Enfim, há dois modos de olhar o surrealismo. Um deles, voltado a um surrealismo manifesto, mais evidente, que examina obras, poéticas inclusive, mostrando nelas a ocorrência da imagem. O outro desloca o foco para o autor e para uma atitude surrealista. Se um de seus fundamentos é a busca da unidade do real e imaginário, simbólico e factual, conseqüentemente, de autor e obra, tais olhares não são excludentes, porém complementares. Mas, conforme a atenção maior a um ou outro, obra ou autor, produção ou atitude, a história do surrealismo no Brasil muda consideravelmente.

Tarefa proposta 1: Cite, do trecho sobre o surrealismo, a passagem entre "Enfim, há dois" e "Brasil muda consideravelmente.", inclusive.
O trecho e as entradas são materiais independentes entre si.

Entradas de dados:
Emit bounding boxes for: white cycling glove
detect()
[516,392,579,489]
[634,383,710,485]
---
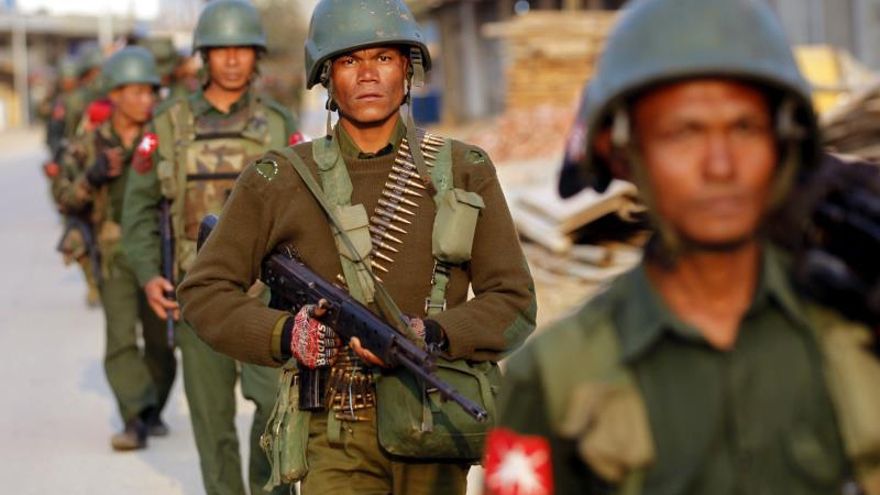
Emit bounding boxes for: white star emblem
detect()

Tarefa proposta 2: Como ficam as entradas entre as linhas que contêm "Emit bounding boxes for: white cycling glove" e "[634,383,710,485]", inclusive, se "white" for trocado por "black" e o resto não mudar? Reescreva somente essas linhas.

Resultado do exercício 1:
Enfim, há dois modos de olhar o surrealismo. Um deles, voltado a um surrealismo manifesto, mais evidente, que examina obras, poéticas inclusive, mostrando nelas a ocorrência da imagem. O outro desloca o foco para o autor e para uma atitude surrealista. Se um de seus fundamentos é a busca da unidade do real e imaginário, simbólico e factual, conseqüentemente, de autor e obra, tais olhares não são excludentes, porém complementares. Mas, conforme a atenção maior a um ou outro, obra ou autor, produção ou atitude, a história do surrealismo no Brasil muda consideravelmente.

Resultado do exercício 2:
Emit bounding boxes for: black cycling glove
detect()
[516,392,579,489]
[634,383,710,485]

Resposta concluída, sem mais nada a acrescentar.